### ZIEL DER AUFGABE
Zitiere die Einträge unten wortgetreu von der Zeile mit „for the mirror“ bis zum Ende der Einträge, beide Grenzen eingeschlossen.

== BEREITGESTELLTE DATEN ==

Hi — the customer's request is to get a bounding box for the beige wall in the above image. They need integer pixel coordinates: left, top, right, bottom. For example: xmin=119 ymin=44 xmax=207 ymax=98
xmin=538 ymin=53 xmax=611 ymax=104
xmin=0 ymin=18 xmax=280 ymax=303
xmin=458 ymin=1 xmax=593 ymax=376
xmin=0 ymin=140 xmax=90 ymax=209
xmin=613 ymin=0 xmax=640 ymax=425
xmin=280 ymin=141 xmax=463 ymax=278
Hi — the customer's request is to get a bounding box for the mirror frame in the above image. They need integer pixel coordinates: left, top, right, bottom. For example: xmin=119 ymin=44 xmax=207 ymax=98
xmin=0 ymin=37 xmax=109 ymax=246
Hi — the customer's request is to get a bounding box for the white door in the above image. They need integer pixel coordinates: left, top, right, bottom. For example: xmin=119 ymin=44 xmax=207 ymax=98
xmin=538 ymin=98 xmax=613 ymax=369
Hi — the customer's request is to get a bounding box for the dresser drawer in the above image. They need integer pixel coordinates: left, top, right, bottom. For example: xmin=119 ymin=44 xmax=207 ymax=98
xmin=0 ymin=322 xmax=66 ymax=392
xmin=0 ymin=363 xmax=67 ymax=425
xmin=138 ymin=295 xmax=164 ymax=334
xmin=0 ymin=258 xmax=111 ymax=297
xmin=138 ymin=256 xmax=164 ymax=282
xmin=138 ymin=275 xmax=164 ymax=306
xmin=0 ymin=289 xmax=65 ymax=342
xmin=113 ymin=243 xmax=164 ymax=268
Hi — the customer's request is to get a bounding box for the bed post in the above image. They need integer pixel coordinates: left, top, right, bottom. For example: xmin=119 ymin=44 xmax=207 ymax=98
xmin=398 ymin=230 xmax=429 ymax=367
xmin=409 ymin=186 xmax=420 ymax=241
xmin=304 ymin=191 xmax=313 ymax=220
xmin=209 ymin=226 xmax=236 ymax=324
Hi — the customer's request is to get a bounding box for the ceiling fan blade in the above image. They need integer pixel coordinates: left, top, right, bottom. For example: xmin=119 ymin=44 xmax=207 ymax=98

===

### RICHTIGE ANTWORT
Hi — the customer's request is to get a bounding box for the mirror frame in the above image. They need integer pixel coordinates: left, top, right, bottom. For example: xmin=119 ymin=44 xmax=207 ymax=98
xmin=0 ymin=37 xmax=109 ymax=246
Hi — the customer's request is to get a bounding box for the white door in the above image. They need integer pixel coordinates: left, top, right, bottom. For example: xmin=119 ymin=44 xmax=207 ymax=98
xmin=538 ymin=98 xmax=613 ymax=369
Hi — the customer's request is to get a bounding box for the dresser drawer in the above image. They need integer pixel coordinates: left, top, right, bottom. For example: xmin=119 ymin=44 xmax=207 ymax=98
xmin=0 ymin=322 xmax=66 ymax=392
xmin=0 ymin=363 xmax=67 ymax=425
xmin=138 ymin=295 xmax=164 ymax=334
xmin=0 ymin=258 xmax=111 ymax=297
xmin=138 ymin=256 xmax=164 ymax=282
xmin=138 ymin=275 xmax=164 ymax=306
xmin=0 ymin=289 xmax=65 ymax=342
xmin=113 ymin=243 xmax=164 ymax=268
Hi — the customer's request is to get a bounding box for the bed post in the above image. They need integer pixel coordinates: left, top, right, bottom. For example: xmin=119 ymin=44 xmax=207 ymax=98
xmin=398 ymin=230 xmax=429 ymax=367
xmin=409 ymin=186 xmax=420 ymax=241
xmin=304 ymin=191 xmax=313 ymax=220
xmin=209 ymin=226 xmax=236 ymax=324
Hi — the customer's request is to get a bounding box for the ceiling fan blade in the above image. They need integer pixel coordinates: left, top, right, bottom. For example: xmin=119 ymin=44 xmax=207 ymax=98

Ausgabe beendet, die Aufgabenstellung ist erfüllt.